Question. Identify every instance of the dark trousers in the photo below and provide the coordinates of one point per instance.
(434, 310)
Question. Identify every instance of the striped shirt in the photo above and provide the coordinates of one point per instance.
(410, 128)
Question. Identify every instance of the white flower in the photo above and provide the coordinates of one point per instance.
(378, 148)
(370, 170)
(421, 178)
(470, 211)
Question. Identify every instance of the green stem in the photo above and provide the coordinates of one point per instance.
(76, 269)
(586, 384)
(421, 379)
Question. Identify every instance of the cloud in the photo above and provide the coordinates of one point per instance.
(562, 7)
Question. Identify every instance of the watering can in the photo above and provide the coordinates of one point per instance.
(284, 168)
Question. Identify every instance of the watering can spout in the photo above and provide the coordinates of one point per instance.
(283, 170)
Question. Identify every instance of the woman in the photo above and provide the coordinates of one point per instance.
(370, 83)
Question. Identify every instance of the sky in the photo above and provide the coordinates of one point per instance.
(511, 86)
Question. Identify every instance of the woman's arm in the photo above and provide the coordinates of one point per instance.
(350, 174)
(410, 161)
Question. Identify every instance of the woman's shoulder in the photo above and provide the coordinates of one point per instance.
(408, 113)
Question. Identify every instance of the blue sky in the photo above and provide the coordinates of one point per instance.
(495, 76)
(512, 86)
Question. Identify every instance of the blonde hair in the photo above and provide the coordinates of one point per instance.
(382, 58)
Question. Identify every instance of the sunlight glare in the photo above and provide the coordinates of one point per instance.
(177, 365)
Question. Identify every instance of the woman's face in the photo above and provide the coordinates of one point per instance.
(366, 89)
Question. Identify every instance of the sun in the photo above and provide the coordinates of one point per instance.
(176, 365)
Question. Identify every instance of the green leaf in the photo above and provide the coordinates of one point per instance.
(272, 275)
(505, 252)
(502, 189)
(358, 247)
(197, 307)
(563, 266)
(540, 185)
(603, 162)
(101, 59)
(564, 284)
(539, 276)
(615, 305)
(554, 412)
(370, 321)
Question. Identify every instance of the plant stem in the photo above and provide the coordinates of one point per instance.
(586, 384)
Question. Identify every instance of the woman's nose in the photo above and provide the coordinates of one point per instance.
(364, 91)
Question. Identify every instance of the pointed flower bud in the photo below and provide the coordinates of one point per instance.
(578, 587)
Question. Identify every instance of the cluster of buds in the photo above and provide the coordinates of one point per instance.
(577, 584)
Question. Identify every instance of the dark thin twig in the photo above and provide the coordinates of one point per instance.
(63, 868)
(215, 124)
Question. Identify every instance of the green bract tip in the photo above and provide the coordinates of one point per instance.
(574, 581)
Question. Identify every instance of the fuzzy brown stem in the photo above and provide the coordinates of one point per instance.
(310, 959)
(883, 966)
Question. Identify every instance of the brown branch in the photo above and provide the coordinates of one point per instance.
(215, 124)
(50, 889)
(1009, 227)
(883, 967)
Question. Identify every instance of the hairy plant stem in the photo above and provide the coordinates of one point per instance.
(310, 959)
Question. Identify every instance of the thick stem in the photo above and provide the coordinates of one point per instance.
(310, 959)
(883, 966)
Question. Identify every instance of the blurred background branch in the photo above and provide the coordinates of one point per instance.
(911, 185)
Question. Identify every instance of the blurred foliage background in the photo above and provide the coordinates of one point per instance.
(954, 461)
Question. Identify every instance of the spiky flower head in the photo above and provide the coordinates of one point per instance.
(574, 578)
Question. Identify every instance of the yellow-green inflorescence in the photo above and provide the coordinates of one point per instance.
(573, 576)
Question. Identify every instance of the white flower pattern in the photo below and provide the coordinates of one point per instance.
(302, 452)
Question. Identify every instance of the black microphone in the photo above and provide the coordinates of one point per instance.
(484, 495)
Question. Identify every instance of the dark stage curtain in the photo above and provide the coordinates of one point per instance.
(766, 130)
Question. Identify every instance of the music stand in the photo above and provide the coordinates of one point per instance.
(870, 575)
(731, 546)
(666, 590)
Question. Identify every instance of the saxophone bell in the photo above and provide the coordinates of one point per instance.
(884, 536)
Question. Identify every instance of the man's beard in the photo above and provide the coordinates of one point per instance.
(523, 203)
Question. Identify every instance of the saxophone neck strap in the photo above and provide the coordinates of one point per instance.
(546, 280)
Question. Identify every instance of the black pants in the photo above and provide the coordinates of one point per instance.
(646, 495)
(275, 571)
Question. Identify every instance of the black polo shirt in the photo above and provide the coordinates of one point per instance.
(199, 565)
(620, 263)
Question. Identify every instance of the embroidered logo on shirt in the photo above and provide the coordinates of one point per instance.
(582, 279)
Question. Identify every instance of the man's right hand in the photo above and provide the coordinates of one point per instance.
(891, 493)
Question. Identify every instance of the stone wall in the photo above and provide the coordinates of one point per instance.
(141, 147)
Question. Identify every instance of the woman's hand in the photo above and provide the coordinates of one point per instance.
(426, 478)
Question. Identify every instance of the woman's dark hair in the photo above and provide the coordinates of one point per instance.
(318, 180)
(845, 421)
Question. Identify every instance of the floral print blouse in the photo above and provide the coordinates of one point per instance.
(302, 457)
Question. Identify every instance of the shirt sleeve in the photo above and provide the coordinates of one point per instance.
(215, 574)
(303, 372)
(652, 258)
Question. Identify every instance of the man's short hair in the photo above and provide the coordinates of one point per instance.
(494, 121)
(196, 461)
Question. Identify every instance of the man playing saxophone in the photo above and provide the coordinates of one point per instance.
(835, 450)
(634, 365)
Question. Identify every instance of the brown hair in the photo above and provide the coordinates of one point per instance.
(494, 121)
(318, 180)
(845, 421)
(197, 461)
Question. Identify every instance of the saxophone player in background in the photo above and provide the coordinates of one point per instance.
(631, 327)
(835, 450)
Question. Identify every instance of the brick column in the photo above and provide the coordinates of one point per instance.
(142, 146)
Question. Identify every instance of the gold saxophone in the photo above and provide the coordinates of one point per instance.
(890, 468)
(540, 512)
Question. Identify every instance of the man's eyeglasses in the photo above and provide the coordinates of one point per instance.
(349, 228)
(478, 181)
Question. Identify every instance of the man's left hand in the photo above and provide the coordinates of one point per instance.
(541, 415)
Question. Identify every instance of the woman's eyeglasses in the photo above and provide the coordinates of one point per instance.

:: PROBLEM TO WORK ON ::
All of the material must be written out again exactly.

:: WRITTEN REPLY ::
Question. Identify every instance of the dark trousers in the photo below and provide the coordinates of one point per instance.
(434, 310)
Question. Identify every instance of the striped shirt in the photo above and provide the coordinates of one point per instance.
(410, 128)
Question. Identify every instance of the white flower in the photo above and provide the coordinates of one point per instance.
(378, 148)
(370, 170)
(421, 178)
(470, 211)
Question. Identify every instance of the green stem in the photo above and provide the coordinates of one point per instance.
(76, 269)
(586, 384)
(421, 379)
Question. Identify every instance of the cloud in the photo above and provide the coordinates of one point per instance.
(562, 7)
Question. Identify every instance of the watering can in the photo above and provide the coordinates of one point per instance.
(284, 168)
Question. Identify every instance of the watering can spout in the photo above and provide the coordinates of one point per instance.
(283, 170)
Question. Identify every instance of the woman in the photo above and provide the coordinates of one point per instance.
(370, 83)
Question. Identify every instance of the sky in the photo above and provide the coordinates of one point per instance.
(511, 86)
Question. Identify every instance of the woman's arm in the photo above and provide the coordinates of one point per instance.
(350, 174)
(410, 161)
Question. Identify every instance of the woman's shoulder in the photo above and provide the coordinates of one point per instance.
(408, 113)
Question. Identify every instance of the blue sky in the photo above and provide the coordinates of one point per instance.
(495, 76)
(512, 86)
Question. Identify every instance of the blonde hair in the photo above and provide the coordinates of one point per instance.
(382, 58)
Question. Identify every instance of the sunlight glare in the photo above and provide the coordinates of one point per instance.
(177, 365)
Question. Identify every instance of the woman's face in the photo above and provide the coordinates of one point per instance.
(366, 89)
Question. Identify every instance of the sun in the photo above and provide the coordinates of one point per instance.
(176, 365)
Question. Identify every instance of the green leaf in the photo above and provide the coordinates of one point per instance.
(272, 275)
(505, 252)
(502, 189)
(358, 247)
(197, 307)
(563, 266)
(540, 185)
(603, 162)
(101, 59)
(564, 284)
(539, 276)
(615, 305)
(554, 412)
(370, 321)
Question. Identify every instance of the plant stem in the photo above and provide the coordinates of one point per instance.
(586, 384)
Question. Identify every instance of the woman's nose in the photo above and provide the coordinates of one point per instance.
(364, 91)
Question. Identify every instance of the pointed flower bud in the photo below and provide the coordinates of one point per instance.
(578, 587)
Question. Identify every instance of the cluster of buds in the photo above and provide the coordinates of one point per instance.
(577, 584)
Question. Identify every instance of the dark thin twig in the photo above and provide the coordinates of one point per instance.
(63, 868)
(215, 124)
Question. Identify every instance of the green bract tip in the photo above and provide the coordinates of one point per instance.
(574, 581)
Question. Identify every instance of the fuzzy brown stem in the photo above and provide the coordinates of one point per instance.
(310, 959)
(883, 966)
Question. Identify every instance of the brown branch in the photo above and provide the coordinates of one point per instance.
(215, 124)
(50, 889)
(1009, 227)
(883, 967)
Question. Identify every instance of the hairy plant stem in the photo above and provide the coordinates of one point per instance.
(310, 959)
Question. Identify every instance of the thick stem in the photo above and provide the coordinates of one point per instance.
(310, 959)
(883, 966)
Question. Identify every instance of the blurred background branch in the photo above and provide the coordinates of one point per instance.
(911, 185)
Question. Identify every instance of the blurred foliage background in the photo above and provide the coordinates of one point per instance.
(954, 461)
Question. Identify every instance of the spiky flower head in the photo above and provide the coordinates of one point per instance.
(574, 578)
Question. Identify every instance of the yellow-green inflorescence in the photo above and provide the coordinates of one point per instance.
(573, 576)
Question. Identify every instance of the white flower pattern in the photo below and provide the coordinates of one point per instance.
(302, 452)
Question. Identify every instance of the black microphone in the photo above and provide the coordinates of one point per instance.
(484, 495)
Question. Identify every instance of the dark stage curtain in the photo above and provide the coordinates of one point per instance.
(766, 130)
Question. Identify every instance of the music stand in the photo above and provide the coordinates of one point per instance.
(870, 575)
(731, 546)
(666, 590)
Question. Identify every instance of the saxophone bell in the photo above and provide the coordinates of one point per instance.
(884, 536)
Question. Identify every instance of the man's beard in the photo above and provide the coordinates of one point per instance.
(523, 203)
Question. Identify every instance of the saxophone neck strap in the photo above and provide the coordinates of one point per instance.
(546, 280)
Question. Identify every instance of the black pants in the photo above and provide the coordinates of one point per instance.
(646, 495)
(275, 571)
Question. Identify every instance of the black polo shirt in the photo above and provide the coordinates of one point per instance.
(199, 565)
(620, 263)
Question. Identify every instance of the embroidered logo on shirt in the photo above and provide the coordinates of one point per instance.
(582, 279)
Question. Identify every instance of the man's right hand in the photo above and provide the coordinates of one point per instance.
(891, 493)
Question. Identify every instance of the stone wall in the photo above and provide the coordinates of one point per instance.
(141, 147)
Question. Identify every instance of the woman's hand in the photo above and provide the coordinates of one point per instance.
(426, 478)
Question. Identify every instance of the woman's dark hair in the photo above and provide the coordinates of one point per instance.
(318, 180)
(845, 421)
Question. Identify every instance of the floral print blouse in the photo above and provide the coordinates of one point per instance.
(302, 457)
Question. Identify every instance of the shirt sleeve in the photo above and provide the coordinates of one point per instance.
(215, 574)
(303, 372)
(652, 258)
Question. Identify every instance of the man's short hair in the photo above and provide the coordinates of one point per instance.
(494, 121)
(196, 461)
Question. Identify every instance of the man playing saxophone in the photo above and provide the coordinates of one point per instance.
(835, 450)
(634, 365)
Question. Identify every instance of the brown hair in the photo above and provide the coordinates of one point per instance.
(494, 121)
(318, 180)
(845, 421)
(197, 461)
Question. Identify every instance of the saxophone player in background in the photo above and provide the coordinates of one point per instance.
(631, 327)
(835, 450)
Question. Identify every instance of the brick column in the photo above and provide the coordinates of one point per instance.
(142, 146)
Question. Identify every instance of the gold saxophone in the photo above and provide the coordinates of one point per instance.
(890, 468)
(540, 512)
Question. Identify every instance of the man's eyeglasses in the photo above and provide the coordinates of one point per instance.
(349, 228)
(478, 181)
Question. Identify every instance of the man's left hand in the photo above and provide the coordinates of one point per instance.
(541, 415)
Question. Identify every instance of the woman's eyeglasses in the photo above and provide the coordinates of one point per instance.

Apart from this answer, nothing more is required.